Region pointing data:
[Start of section]
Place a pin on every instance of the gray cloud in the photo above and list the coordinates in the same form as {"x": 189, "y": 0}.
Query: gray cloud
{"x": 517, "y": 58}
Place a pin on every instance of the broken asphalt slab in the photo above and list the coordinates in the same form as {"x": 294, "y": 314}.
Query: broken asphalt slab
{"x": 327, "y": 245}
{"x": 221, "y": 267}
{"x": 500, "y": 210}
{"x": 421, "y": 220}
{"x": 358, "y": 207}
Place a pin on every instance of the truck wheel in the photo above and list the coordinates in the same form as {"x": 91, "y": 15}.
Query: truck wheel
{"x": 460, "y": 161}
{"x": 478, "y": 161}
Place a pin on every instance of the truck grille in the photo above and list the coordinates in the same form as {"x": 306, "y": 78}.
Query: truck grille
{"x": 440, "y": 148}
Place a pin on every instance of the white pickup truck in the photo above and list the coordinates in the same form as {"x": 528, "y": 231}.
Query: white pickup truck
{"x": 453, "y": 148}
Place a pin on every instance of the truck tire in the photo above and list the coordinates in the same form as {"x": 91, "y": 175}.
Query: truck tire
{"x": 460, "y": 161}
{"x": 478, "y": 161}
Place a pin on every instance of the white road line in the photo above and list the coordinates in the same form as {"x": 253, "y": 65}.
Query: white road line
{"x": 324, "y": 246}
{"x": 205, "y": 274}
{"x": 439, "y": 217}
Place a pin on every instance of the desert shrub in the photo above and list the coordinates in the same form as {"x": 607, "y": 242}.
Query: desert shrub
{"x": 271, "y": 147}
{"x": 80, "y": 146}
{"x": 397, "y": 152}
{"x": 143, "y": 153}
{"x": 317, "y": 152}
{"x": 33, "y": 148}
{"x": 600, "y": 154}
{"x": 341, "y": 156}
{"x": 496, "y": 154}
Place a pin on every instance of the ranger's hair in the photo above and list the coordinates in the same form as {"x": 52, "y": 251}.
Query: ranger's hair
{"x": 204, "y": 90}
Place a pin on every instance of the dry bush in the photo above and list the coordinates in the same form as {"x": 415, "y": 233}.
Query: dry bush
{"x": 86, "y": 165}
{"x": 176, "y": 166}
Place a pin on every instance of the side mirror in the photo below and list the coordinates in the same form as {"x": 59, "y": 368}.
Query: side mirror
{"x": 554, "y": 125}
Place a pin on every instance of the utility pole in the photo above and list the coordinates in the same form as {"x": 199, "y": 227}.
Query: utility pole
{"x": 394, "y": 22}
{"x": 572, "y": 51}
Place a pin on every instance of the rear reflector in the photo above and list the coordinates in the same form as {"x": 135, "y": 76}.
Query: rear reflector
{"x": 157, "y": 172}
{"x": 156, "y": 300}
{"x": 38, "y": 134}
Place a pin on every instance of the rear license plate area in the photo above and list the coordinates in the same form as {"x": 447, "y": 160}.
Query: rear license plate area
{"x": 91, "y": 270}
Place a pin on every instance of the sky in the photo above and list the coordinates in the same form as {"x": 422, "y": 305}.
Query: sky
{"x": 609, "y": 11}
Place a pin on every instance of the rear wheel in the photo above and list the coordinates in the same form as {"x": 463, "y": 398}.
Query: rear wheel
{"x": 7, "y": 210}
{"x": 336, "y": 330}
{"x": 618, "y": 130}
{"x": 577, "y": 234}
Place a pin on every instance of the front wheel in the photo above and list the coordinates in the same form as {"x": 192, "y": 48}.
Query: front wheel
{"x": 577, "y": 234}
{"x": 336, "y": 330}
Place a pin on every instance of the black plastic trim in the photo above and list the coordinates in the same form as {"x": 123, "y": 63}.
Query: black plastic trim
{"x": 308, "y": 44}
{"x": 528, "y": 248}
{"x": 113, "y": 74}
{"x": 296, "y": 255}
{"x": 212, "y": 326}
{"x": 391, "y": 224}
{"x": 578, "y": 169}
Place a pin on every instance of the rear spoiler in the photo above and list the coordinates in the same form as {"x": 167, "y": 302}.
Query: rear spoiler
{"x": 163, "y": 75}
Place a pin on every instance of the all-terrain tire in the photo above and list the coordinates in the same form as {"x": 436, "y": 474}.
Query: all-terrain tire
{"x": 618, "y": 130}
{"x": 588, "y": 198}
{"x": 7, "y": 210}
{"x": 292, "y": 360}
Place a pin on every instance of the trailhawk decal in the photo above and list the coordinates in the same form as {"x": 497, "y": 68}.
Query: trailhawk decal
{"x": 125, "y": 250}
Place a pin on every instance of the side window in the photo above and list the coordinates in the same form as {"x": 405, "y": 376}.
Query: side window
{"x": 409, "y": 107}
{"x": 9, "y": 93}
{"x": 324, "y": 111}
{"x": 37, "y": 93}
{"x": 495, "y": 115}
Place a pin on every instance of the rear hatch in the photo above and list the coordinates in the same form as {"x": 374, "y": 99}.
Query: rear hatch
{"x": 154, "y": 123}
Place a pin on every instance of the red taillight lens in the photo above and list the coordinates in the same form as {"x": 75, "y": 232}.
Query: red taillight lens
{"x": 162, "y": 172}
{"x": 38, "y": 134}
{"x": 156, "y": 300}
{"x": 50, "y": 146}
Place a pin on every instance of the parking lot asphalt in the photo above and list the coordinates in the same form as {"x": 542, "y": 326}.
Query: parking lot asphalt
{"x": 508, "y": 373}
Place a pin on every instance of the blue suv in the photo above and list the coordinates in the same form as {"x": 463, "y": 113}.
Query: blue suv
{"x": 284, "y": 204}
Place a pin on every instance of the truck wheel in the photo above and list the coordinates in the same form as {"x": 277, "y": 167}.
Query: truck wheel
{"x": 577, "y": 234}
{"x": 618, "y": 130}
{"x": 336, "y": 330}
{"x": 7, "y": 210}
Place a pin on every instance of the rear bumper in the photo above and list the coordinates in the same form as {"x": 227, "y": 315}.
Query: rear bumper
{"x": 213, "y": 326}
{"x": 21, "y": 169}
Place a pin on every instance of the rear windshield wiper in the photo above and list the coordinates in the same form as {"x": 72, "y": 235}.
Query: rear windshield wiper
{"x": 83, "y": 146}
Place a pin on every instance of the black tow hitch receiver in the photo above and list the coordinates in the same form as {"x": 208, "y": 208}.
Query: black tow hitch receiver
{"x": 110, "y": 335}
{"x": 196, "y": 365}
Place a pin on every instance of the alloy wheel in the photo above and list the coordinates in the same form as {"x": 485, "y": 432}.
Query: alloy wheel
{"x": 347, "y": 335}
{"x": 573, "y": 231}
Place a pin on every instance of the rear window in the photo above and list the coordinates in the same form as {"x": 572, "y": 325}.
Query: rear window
[End of section]
* _Exercise aim_
Set down all the data exactly as given.

* _Result for this task_
Place a pin on every instance of the gray cloud in the photo above and list the coordinates in the same form as {"x": 189, "y": 0}.
Query: gray cloud
{"x": 517, "y": 58}
Place a pin on every instance of the broken asphalt slab in the photo above and list the coordinates in the same form as {"x": 294, "y": 314}.
Query: broken asphalt slab
{"x": 327, "y": 245}
{"x": 221, "y": 267}
{"x": 500, "y": 210}
{"x": 421, "y": 220}
{"x": 358, "y": 207}
Place a pin on every instance of the truck wheel in the photo above and list the coordinates in the same form as {"x": 91, "y": 15}.
Query: truck wheel
{"x": 460, "y": 161}
{"x": 478, "y": 161}
Place a pin on every instance of the truck grille in the photo above and list the coordinates in the same form as {"x": 306, "y": 78}.
Query: truck grille
{"x": 440, "y": 148}
Place a pin on every instance of the white pickup truck in the photo above and list the coordinates in the same form as {"x": 528, "y": 231}.
Query: white pickup truck
{"x": 453, "y": 148}
Place a pin on every instance of the truck tire in the photo above and list the coordinates in the same form as {"x": 91, "y": 175}.
Query: truck tire
{"x": 460, "y": 161}
{"x": 478, "y": 161}
Place a pin on every instance of the white road line in the photo above and list the coordinates in the same form as {"x": 253, "y": 65}.
Query: white road line
{"x": 324, "y": 246}
{"x": 205, "y": 274}
{"x": 439, "y": 217}
Place a pin on every instance of the desert shrub in the photo above and list the coordinates in the same form as {"x": 607, "y": 242}.
Query: desert shrub
{"x": 271, "y": 147}
{"x": 80, "y": 146}
{"x": 397, "y": 152}
{"x": 143, "y": 153}
{"x": 317, "y": 152}
{"x": 33, "y": 148}
{"x": 600, "y": 154}
{"x": 341, "y": 156}
{"x": 496, "y": 154}
Place a pin on every instance of the ranger's hair in the photo above and list the coordinates in the same form as {"x": 52, "y": 251}.
Query: ranger's hair
{"x": 204, "y": 90}
Place a pin on every instance of the dry bush in the photo above and list the coordinates in the same form as {"x": 415, "y": 233}.
Query: dry bush
{"x": 86, "y": 165}
{"x": 176, "y": 166}
Place a pin on every instance of the side mirror in the photo below and list the coordinates in the same form as {"x": 59, "y": 368}.
Query: side mirror
{"x": 554, "y": 125}
Place a pin on every instance of the utility pole in the photo above and list the coordinates in the same form as {"x": 199, "y": 227}.
Query: utility pole
{"x": 394, "y": 22}
{"x": 572, "y": 51}
Place a pin on every instance of the rear reflector in the photo above and list the coordinates in the same form as {"x": 135, "y": 76}.
Query: rear reflector
{"x": 157, "y": 172}
{"x": 156, "y": 300}
{"x": 38, "y": 134}
Place a pin on every instance of the rear license plate area in the photo above and list the coordinates in the same form as {"x": 447, "y": 160}.
Query: rear license plate area
{"x": 91, "y": 270}
Place a pin on every instance of the sky in the photo above and list the coordinates in the same form as {"x": 422, "y": 305}.
Query: sky
{"x": 609, "y": 11}
Place a pin on every instance of the rear wheel in the photo above and list the coordinates in the same form as {"x": 463, "y": 398}.
Query: rear wheel
{"x": 7, "y": 210}
{"x": 336, "y": 330}
{"x": 618, "y": 130}
{"x": 577, "y": 234}
Place a pin on every instance of the front wheel in the photo above and list the coordinates in the same form as {"x": 192, "y": 48}.
Query: front wheel
{"x": 577, "y": 234}
{"x": 336, "y": 330}
Place a pin on every instance of the black plastic trim in the photo above and list the coordinates in the same form as {"x": 123, "y": 63}.
Query: black plastic trim
{"x": 308, "y": 44}
{"x": 528, "y": 248}
{"x": 113, "y": 74}
{"x": 296, "y": 255}
{"x": 212, "y": 326}
{"x": 391, "y": 224}
{"x": 578, "y": 169}
Place a pin on every instance of the rear spoiler in the photo above and list the coordinates in the same form as {"x": 167, "y": 302}.
Query: rear spoiler
{"x": 163, "y": 75}
Place a pin on every instance of the all-terrain tire in the photo above and list the coordinates in the same form as {"x": 436, "y": 474}.
Query: all-terrain tire
{"x": 618, "y": 130}
{"x": 588, "y": 198}
{"x": 7, "y": 210}
{"x": 292, "y": 360}
Place a pin on every instance of the trailhawk decal in the photo above and list the coordinates in the same form as {"x": 497, "y": 68}.
Query: trailhawk decal
{"x": 125, "y": 250}
Place a pin on every instance of the side window in the photo above and list the coordinates in the same form as {"x": 405, "y": 376}.
Query: side window
{"x": 409, "y": 107}
{"x": 9, "y": 93}
{"x": 324, "y": 111}
{"x": 37, "y": 93}
{"x": 495, "y": 115}
Place a pin on every instance of the rear hatch in the photo above and list the coordinates in the same form as {"x": 374, "y": 99}.
Query: rear hatch
{"x": 154, "y": 123}
Place a pin on every instance of the red taillight lens in the photo above and list the coordinates in the same form as {"x": 75, "y": 232}.
Query: red taillight lens
{"x": 162, "y": 172}
{"x": 38, "y": 134}
{"x": 156, "y": 300}
{"x": 50, "y": 146}
Place a pin on every instance of the parking lot asphalt in the photo above and list the coordinates in the same form as {"x": 542, "y": 326}.
Query: parking lot asphalt
{"x": 508, "y": 373}
Place a pin on every instance of the blue suv in the photo above and list the coordinates in the same form as {"x": 463, "y": 113}.
Query: blue suv
{"x": 284, "y": 204}
Place a pin on every instance of the truck wheel in the photo above and list the coordinates in the same form as {"x": 277, "y": 167}.
Query: truck wheel
{"x": 577, "y": 234}
{"x": 618, "y": 130}
{"x": 336, "y": 330}
{"x": 7, "y": 210}
Place a pin on every instance of the rear bumper in the photo above and list the coordinates in the same form as {"x": 227, "y": 315}.
Query: rear bumper
{"x": 213, "y": 326}
{"x": 21, "y": 169}
Place a pin on every instance of the rear windshield wiper in the photo above and list the coordinates in the same form as {"x": 72, "y": 235}.
Query: rear windshield wiper
{"x": 83, "y": 146}
Place a pin on every instance of the black tow hitch receiver in the photo above and list the coordinates in the same form as {"x": 208, "y": 208}.
Query: black tow hitch receiver
{"x": 110, "y": 335}
{"x": 196, "y": 365}
Place a pin on every instance of the alloy wheel in the photo above and list the coordinates in the same form as {"x": 485, "y": 432}.
Query: alloy wheel
{"x": 347, "y": 335}
{"x": 573, "y": 231}
Place a pin on every instance of the rear window in the photo above and list the coordinates in the same form as {"x": 572, "y": 325}.
Query: rear window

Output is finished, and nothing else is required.